▸ Task goal
According to the editorial, what name did the library receive in 1980?

Library doesn't slow down as it celebrates 100 years

Editorial

Wrangell’s public library is 100 years old this week and ready to turn the page for its next century.

The library’s history includes several chapters, starting with 802 books on the shelves on opening night Oct. 31, 1921, about equal to the 821 residents counted in the 1920 census. It must have been a long wait for popular books back then.

Members of the Wrangell Civic Club led the movement to open a library. The town was just 18 years old and ready for a library, which shared the building at the site where the senior center is now located.

The books moved into new quarters a decade later, sharing space in the former school building that was located where the library gazebo is today. Then, after 40 years in the same place, the library moved one last time to its current quarters, which were built after the city borrowed $157,000 in 1974 to help pay for construction.

In 1980, it was renamed the Irene Ingle Public Library in honor of the town’s librarian, who had retired after 33 years. About a decade later, the building was expanded and renovated, and that brings readers to the latest chapter.

From the original 802 books, the library now has thousands of books, DVDs and music CDs, plus free computers with public access, printing services available, free Wi-Fi, an online library catalog, interlibrary loans of books from other libraries across the state, and access to the Alaska Digital Library collection of digital and audiobooks.

The library also offers toddler story time, a summer reading program and special events throughout the year — such as birthday cake from 2 to 4 p.m. Thursday, Oct. 28.

All this, and the library is open just 24 hours a week: Noon to 7 p.m. Wednesdays and Thursdays, and noon to 5 p.m. Fridays and Saturdays.

Certainly, money is tight and COVID-19 has cut into public hours. But maybe, as a birthday present, the borough assembly could look at adding enough money back to the budget to restore some of the library’s lost hours for public use. It would be nice to start the next 100 years with a door that opens a little wider.

[Point localization records]

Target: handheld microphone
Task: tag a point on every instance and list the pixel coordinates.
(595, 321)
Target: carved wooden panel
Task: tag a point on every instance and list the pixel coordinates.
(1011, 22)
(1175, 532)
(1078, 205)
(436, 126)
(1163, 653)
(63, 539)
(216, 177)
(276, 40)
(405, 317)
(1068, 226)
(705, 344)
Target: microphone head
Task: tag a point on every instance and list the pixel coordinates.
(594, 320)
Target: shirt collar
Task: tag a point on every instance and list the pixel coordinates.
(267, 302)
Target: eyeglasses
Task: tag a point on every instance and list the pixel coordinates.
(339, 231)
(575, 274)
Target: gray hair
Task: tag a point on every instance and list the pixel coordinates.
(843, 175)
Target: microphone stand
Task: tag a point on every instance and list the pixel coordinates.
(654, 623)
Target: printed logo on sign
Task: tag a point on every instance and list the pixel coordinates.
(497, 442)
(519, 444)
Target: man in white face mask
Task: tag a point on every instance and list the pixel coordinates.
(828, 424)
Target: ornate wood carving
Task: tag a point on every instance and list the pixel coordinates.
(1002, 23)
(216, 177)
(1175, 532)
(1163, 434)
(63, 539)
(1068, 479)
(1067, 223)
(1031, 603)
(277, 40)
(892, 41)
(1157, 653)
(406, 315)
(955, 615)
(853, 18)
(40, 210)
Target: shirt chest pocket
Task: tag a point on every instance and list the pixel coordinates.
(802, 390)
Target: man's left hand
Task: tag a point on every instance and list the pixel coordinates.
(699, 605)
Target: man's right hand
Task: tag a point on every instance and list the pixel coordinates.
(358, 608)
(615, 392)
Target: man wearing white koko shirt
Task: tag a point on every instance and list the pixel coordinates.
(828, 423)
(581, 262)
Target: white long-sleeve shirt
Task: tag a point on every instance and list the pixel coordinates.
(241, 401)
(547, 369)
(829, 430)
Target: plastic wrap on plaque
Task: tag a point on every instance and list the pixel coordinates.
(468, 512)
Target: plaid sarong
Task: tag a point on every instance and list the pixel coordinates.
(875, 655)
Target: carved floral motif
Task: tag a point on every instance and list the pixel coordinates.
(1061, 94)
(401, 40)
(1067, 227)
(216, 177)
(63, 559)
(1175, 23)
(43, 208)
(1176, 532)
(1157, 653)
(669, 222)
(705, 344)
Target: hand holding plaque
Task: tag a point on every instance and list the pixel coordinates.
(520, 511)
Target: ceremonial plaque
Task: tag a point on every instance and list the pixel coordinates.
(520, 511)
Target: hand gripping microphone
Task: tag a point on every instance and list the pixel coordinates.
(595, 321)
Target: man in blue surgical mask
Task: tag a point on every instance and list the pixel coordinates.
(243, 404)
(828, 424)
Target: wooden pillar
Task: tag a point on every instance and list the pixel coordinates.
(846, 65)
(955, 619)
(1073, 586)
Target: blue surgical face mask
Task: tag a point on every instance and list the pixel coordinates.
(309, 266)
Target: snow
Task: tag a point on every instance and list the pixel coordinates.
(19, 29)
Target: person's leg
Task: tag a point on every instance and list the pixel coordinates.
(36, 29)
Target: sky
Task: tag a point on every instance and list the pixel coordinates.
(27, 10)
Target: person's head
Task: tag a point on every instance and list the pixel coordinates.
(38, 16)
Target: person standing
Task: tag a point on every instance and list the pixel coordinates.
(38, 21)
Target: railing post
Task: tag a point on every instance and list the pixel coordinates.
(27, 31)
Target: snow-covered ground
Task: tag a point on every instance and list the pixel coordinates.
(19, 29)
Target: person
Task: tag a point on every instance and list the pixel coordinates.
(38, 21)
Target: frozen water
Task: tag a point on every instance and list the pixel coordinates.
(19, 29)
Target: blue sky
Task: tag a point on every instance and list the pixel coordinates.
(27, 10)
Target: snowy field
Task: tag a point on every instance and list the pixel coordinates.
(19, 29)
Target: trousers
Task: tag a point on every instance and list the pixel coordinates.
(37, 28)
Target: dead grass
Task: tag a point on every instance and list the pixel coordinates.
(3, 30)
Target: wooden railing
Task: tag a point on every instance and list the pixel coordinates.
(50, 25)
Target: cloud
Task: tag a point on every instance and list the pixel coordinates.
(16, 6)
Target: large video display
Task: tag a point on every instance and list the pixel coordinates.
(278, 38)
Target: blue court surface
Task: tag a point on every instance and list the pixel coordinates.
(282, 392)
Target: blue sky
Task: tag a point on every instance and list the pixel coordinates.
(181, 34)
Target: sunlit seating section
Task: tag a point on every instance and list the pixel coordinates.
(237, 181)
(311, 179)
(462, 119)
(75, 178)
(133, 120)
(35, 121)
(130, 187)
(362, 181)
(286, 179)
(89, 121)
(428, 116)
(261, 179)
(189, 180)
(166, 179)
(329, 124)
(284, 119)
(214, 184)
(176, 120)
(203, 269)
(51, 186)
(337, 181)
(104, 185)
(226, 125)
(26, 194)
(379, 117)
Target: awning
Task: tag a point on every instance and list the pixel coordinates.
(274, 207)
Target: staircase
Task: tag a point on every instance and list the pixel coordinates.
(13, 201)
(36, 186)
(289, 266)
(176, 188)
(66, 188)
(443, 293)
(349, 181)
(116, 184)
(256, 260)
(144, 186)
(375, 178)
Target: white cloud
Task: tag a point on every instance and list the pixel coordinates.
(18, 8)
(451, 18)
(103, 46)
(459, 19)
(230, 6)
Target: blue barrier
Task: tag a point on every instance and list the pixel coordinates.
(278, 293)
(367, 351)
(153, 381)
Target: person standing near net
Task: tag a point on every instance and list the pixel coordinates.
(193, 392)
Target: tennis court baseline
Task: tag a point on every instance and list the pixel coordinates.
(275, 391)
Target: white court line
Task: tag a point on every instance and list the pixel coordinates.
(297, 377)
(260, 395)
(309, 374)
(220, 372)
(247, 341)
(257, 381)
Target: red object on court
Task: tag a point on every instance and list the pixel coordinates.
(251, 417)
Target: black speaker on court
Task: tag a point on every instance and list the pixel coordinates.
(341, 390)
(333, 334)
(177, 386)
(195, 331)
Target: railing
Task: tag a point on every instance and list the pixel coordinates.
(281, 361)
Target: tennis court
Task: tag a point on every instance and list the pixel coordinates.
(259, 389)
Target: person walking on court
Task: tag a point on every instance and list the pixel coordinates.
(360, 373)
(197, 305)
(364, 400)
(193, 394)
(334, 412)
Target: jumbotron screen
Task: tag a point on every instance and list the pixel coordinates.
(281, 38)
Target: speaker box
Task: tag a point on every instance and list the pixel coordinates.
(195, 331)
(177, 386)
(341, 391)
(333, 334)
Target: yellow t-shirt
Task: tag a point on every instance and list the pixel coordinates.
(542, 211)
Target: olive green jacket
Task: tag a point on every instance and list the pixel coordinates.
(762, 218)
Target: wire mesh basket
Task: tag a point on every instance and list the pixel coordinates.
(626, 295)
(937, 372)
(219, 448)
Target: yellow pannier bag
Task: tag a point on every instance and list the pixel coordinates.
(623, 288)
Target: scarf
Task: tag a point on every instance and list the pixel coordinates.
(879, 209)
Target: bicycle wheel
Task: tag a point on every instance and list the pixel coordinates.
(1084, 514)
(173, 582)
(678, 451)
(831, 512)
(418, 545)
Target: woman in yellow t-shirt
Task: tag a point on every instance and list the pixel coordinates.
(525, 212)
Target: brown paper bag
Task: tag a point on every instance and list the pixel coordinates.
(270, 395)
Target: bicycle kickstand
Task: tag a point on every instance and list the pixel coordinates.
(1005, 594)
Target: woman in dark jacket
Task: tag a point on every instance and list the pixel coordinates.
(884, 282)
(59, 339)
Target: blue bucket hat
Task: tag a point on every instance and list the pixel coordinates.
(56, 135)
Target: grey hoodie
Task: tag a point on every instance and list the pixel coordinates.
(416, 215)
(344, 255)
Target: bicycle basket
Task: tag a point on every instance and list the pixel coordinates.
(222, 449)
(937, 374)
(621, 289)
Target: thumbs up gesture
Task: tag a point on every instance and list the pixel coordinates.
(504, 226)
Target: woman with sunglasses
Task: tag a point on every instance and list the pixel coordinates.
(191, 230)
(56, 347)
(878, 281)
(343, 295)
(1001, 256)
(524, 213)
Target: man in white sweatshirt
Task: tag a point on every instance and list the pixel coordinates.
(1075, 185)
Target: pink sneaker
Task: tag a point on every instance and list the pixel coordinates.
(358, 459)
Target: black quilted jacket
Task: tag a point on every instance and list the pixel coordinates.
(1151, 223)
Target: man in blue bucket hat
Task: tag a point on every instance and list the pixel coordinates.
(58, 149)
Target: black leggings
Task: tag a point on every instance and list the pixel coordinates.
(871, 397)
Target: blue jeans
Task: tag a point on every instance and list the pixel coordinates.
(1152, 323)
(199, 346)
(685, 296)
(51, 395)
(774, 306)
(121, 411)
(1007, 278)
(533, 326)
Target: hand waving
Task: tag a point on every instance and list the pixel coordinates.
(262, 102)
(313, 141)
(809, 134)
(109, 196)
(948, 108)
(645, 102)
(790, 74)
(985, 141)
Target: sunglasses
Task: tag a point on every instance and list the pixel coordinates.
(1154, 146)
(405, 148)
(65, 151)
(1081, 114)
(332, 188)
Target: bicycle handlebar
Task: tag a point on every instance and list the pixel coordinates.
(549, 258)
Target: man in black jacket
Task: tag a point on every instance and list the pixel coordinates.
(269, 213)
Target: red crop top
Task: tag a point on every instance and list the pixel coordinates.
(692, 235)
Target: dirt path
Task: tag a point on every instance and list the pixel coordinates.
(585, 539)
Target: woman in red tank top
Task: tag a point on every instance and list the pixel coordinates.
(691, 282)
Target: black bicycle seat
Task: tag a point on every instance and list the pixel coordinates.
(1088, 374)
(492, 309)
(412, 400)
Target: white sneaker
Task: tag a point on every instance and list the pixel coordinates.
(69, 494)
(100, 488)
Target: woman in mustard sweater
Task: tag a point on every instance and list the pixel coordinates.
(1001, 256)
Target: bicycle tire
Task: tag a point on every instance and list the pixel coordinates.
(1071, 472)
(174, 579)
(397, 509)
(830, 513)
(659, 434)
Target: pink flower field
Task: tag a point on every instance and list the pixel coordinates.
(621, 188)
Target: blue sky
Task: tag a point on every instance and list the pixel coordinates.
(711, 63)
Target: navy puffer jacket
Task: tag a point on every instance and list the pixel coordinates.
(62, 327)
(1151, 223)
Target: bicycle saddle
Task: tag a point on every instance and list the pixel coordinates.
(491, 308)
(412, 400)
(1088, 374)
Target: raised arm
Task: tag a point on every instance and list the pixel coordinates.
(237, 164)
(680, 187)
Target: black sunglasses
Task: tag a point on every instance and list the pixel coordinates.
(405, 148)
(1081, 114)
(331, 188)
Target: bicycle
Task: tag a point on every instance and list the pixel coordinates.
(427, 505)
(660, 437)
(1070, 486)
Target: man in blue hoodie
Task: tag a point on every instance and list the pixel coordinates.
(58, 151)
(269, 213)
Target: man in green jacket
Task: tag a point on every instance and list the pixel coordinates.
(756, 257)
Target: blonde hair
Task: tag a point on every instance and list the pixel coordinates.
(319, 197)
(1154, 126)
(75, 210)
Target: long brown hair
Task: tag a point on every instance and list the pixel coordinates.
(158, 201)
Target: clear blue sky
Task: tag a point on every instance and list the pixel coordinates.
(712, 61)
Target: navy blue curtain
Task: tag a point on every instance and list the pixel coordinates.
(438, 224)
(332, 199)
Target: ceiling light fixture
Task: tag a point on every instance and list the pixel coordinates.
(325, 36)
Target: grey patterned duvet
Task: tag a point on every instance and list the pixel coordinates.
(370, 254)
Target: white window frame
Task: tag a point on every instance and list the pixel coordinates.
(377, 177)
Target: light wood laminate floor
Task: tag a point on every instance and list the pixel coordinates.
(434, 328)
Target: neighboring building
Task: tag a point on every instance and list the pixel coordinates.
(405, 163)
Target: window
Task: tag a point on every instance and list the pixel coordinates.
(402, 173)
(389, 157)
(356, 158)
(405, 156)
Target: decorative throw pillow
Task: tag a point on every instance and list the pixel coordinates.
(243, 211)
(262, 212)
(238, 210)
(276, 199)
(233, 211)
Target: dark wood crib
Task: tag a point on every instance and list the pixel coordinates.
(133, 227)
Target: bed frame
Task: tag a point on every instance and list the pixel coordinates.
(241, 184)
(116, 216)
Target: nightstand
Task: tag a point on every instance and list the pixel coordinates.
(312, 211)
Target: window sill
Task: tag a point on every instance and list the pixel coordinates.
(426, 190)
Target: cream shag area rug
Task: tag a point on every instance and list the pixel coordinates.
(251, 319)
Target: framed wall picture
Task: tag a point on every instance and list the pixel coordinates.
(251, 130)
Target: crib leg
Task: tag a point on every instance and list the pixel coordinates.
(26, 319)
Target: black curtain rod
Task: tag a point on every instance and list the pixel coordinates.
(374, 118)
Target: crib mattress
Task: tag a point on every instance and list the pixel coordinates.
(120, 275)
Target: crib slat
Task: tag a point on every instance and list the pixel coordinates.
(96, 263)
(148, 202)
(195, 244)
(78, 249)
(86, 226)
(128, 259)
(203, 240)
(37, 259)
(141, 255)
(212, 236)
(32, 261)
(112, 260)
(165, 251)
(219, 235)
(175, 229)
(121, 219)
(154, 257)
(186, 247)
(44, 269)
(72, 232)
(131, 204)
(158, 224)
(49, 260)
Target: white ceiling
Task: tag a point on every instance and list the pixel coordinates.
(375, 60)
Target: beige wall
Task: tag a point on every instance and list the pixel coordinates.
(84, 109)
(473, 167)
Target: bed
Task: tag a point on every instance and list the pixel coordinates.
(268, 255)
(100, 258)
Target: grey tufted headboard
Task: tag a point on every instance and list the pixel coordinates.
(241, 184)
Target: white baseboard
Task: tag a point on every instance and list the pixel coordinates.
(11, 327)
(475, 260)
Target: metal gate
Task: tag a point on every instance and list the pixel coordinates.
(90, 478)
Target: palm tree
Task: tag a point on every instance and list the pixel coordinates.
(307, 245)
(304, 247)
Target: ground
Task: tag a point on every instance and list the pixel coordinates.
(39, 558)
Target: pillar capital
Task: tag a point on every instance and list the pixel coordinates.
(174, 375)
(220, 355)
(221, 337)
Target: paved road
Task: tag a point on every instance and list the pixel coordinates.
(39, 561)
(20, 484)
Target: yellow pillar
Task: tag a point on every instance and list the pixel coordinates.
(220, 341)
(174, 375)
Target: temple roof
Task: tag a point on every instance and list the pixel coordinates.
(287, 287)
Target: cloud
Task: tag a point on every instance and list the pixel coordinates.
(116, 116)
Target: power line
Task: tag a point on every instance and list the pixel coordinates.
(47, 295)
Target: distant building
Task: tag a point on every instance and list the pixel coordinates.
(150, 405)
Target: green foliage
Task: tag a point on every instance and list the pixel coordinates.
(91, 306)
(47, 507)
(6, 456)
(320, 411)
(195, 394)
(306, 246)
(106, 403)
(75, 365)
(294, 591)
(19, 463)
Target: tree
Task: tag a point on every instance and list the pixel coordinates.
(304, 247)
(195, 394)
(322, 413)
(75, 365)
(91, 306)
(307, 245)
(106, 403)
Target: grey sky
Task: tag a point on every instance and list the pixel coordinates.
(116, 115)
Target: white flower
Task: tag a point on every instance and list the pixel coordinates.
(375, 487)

▸ Written response
The Irene Ingle Public Library.